-- start Given text --

TL;DR Data Attribute Recommendation uses dynamically created Deep Learning models (built via TensorFlow and trained on GPU)
Whether you are considering the usage of the Data Attribute Recommendation service in production, going to compare it with other ML solutions or you are just a “deep dive” person – at some point of time, you will be interested in how Data Attribute Recommendation does predictions. In this blog post, I will give more technical details and answer the most common questions.
I assume that you are familiar with basic concepts of machine learning, if not please have a look at the links at the end of this blog post for further information.
Data Attribute Recommendation solves multi-label classification problems, which is a subset of supervised machine learning. Supervised means that training data with labels (=correct values) should be provided first in order to train a model. By multi-label, I mean that one model may be trained to predict multiple classes at once independently (e.g. product type, production plant, and danger flag).
Before uploading data to Data Attribute Recommendation, the user must specify its structure, in other words, name all the features and labels along with their types. This is called a data set schema.

-- end Given text --

▶ [Written request 1]:
From the blog post on Data Attribute Recommendation, reproduce everything from "I assume that" down to "data set schema.".
▶ [Written request 2]:
Recast the paragraph of the blog post on Data Attribute Recommendation that begins "Data Attribute Recommendation solves multi-label classification problems" as a short bulleted list that keeps its main facts.
▶ [Written request 3]:
Pick up the blog post on Data Attribute Recommendation after its final sentence and write the next few paragraphs.

-- start Given information --

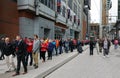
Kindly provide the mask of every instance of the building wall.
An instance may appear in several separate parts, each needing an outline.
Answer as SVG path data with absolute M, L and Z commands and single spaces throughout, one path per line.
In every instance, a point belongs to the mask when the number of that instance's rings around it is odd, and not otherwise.
M 120 19 L 120 0 L 118 0 L 118 19 Z
M 15 38 L 19 32 L 17 3 L 0 0 L 0 34 Z
M 106 9 L 106 1 L 107 0 L 102 0 L 102 25 L 108 24 L 108 10 Z

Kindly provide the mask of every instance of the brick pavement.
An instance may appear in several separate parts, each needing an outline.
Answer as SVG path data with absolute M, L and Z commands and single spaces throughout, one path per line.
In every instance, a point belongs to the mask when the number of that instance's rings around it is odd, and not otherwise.
M 109 57 L 89 56 L 89 49 L 65 64 L 46 78 L 120 78 L 120 47 L 110 49 Z
M 84 46 L 83 49 L 85 50 L 87 49 L 87 47 L 88 46 Z M 12 74 L 14 74 L 14 72 L 5 73 L 5 71 L 7 70 L 6 63 L 5 61 L 0 61 L 0 78 L 40 78 L 41 75 L 43 76 L 46 73 L 53 71 L 55 68 L 66 63 L 77 55 L 78 53 L 75 50 L 73 53 L 63 53 L 62 55 L 59 55 L 57 57 L 54 56 L 52 61 L 46 61 L 45 63 L 42 63 L 41 60 L 39 60 L 38 69 L 34 69 L 33 66 L 28 66 L 28 73 L 26 75 L 19 75 L 16 77 L 12 77 Z M 23 71 L 22 67 L 21 71 Z

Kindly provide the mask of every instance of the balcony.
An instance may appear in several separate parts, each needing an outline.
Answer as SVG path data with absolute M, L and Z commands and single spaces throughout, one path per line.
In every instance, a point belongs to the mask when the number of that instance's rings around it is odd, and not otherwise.
M 38 15 L 43 15 L 45 17 L 48 17 L 52 20 L 55 20 L 55 11 L 50 9 L 49 7 L 45 6 L 44 4 L 40 3 L 40 7 L 38 9 Z
M 63 17 L 61 14 L 58 14 L 57 18 L 56 18 L 56 22 L 59 22 L 59 23 L 66 25 L 66 18 Z
M 31 10 L 35 11 L 35 0 L 17 0 L 18 10 Z

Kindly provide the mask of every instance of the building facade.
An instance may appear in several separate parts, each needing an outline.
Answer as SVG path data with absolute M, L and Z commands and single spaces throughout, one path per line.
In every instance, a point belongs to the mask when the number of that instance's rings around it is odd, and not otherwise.
M 0 37 L 15 38 L 19 33 L 18 18 L 17 2 L 15 0 L 0 0 Z
M 90 30 L 91 30 L 91 35 L 95 36 L 98 39 L 99 38 L 99 23 L 91 23 Z
M 7 2 L 11 8 L 3 4 Z M 84 0 L 1 0 L 0 4 L 1 35 L 20 34 L 33 38 L 33 34 L 37 34 L 40 38 L 50 39 L 86 37 Z

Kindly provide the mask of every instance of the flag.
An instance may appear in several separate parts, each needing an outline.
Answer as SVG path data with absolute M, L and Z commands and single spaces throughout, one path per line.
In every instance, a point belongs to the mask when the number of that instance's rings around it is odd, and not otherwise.
M 70 18 L 70 9 L 67 9 L 68 19 Z
M 57 0 L 57 12 L 61 12 L 61 0 Z
M 57 0 L 57 6 L 61 6 L 61 0 Z
M 74 15 L 74 23 L 76 22 L 76 15 Z
M 80 25 L 80 19 L 78 19 L 78 26 Z

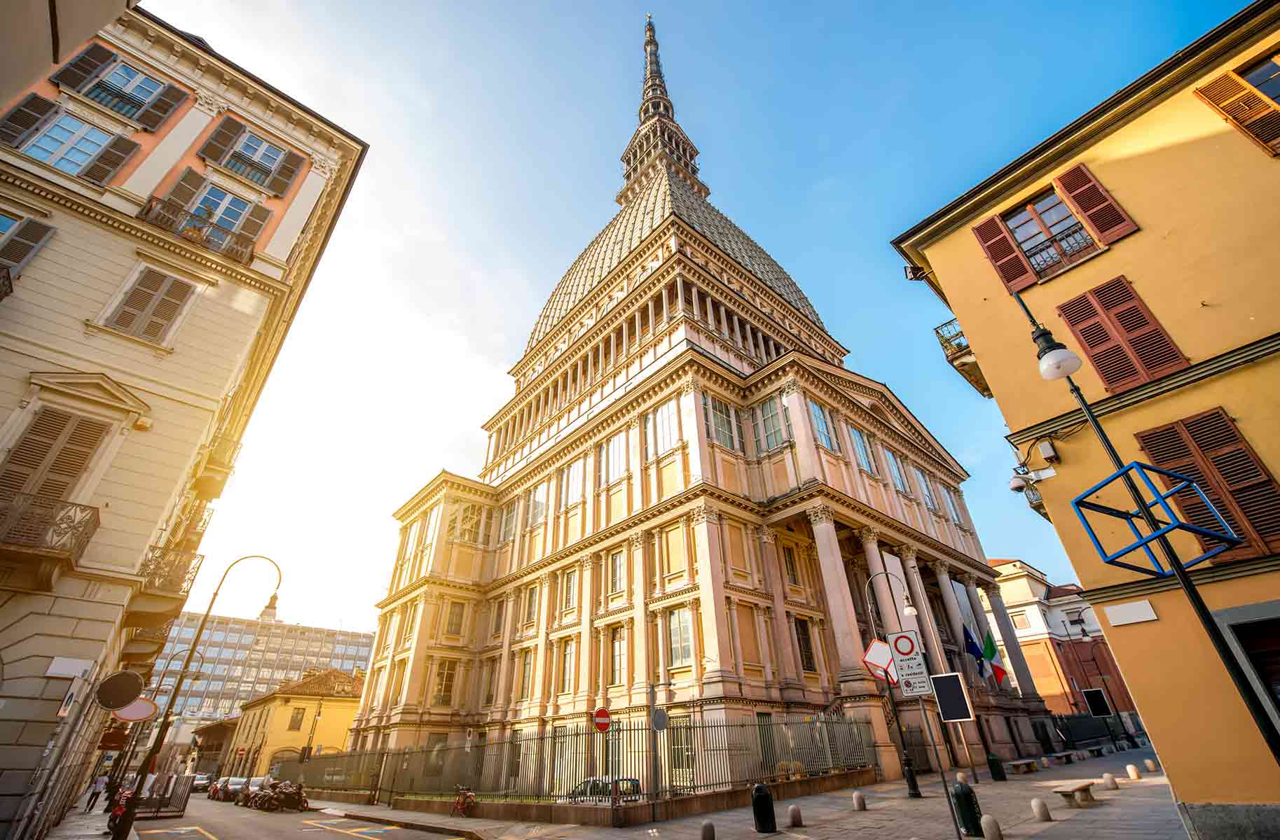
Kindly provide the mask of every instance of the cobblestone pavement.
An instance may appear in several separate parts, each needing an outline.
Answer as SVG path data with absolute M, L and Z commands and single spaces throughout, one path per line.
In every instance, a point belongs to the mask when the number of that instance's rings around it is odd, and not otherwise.
M 1147 772 L 1142 759 L 1155 758 L 1147 749 L 1128 751 L 1102 758 L 1089 758 L 1066 766 L 1027 775 L 1010 775 L 1006 782 L 992 782 L 986 768 L 974 785 L 983 813 L 1000 821 L 1006 837 L 1037 837 L 1037 840 L 1066 840 L 1068 837 L 1087 837 L 1088 840 L 1179 840 L 1187 837 L 1178 809 L 1174 807 L 1169 782 L 1164 772 Z M 1125 775 L 1125 765 L 1142 768 L 1143 779 L 1130 781 Z M 1102 790 L 1098 784 L 1093 791 L 1098 805 L 1087 809 L 1071 808 L 1052 789 L 1068 781 L 1093 780 L 1101 782 L 1102 774 L 1115 774 L 1120 790 Z M 955 780 L 948 775 L 951 781 Z M 923 799 L 908 799 L 906 788 L 901 781 L 882 782 L 860 789 L 867 798 L 867 811 L 852 809 L 850 790 L 841 790 L 774 803 L 781 836 L 812 837 L 813 840 L 836 840 L 850 836 L 868 836 L 881 840 L 954 840 L 956 836 L 951 823 L 947 800 L 942 794 L 942 784 L 937 775 L 923 776 L 920 791 Z M 1048 805 L 1053 822 L 1037 822 L 1032 816 L 1030 800 L 1038 797 Z M 704 821 L 716 825 L 716 836 L 749 837 L 755 836 L 750 808 L 735 808 L 713 814 L 685 817 L 631 828 L 596 828 L 589 826 L 511 823 L 497 820 L 462 820 L 413 811 L 392 811 L 371 805 L 344 805 L 337 803 L 312 803 L 339 811 L 347 817 L 376 817 L 380 821 L 394 821 L 404 826 L 420 826 L 430 831 L 456 831 L 486 840 L 520 840 L 540 837 L 544 840 L 579 840 L 602 837 L 609 840 L 696 840 Z M 804 827 L 787 826 L 787 809 L 799 805 Z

-- end Given information --

▶ [Written answer 1]:
I assume that you are familiar with basic concepts of machine learning, if not please have a look at the links at the end of this blog post for further information.
Data Attribute Recommendation solves multi-label classification problems, which is a subset of supervised machine learning. Supervised means that training data with labels (=correct values) should be provided first in order to train a model. By multi-label, I mean that one model may be trained to predict multiple classes at once independently (e.g. product type, production plant, and danger flag).
Before uploading data to Data Attribute Recommendation, the user must specify its structure, in other words, name all the features and labels along with their types. This is called a data set schema.

▶ [Written answer 2]:
- Data Attribute Recommendation solves multi-label classification problems, a subset of supervised machine learning.
- Supervised means that training data with labels (correct values) must be provided first to train a model.
- Multi-label means that one model can be trained to predict multiple classes at once, independently (e.g., product type, production plant, and danger flag).

▶ [Written answer 3]:
Data Attribute Recommendation accepts data in UTF-8 encoded CSV format, with a semi-colon ; delimiter. In order to decrease the size of the transmitted data CSV file may be compressed with gzip tool. gz extension to be added in this case
Before speaking about machine learning models, it makes sense to introduce another notion: model templates. In a nutshell, a model template is a set of data preprocessing steps and logic that creates a model. Those templates are a result of multiple co-innovation projects with customers from different industries and with different use cases.
So far Data Attribute Recommendation has two built-in model templates and both use artificial neural nets aka deep learning architectures that are feed-forward networks. This is the link to the current list of templates. In the future, additional templates with other approaches (RNN/CNN/Ensembles) may be added to the service upon need.
The second part of a model template consists of model building logic that takes a data set schema as an input and generates an empty (not trained model) for it. The consequence is that for every dataset a unique model architecture is created.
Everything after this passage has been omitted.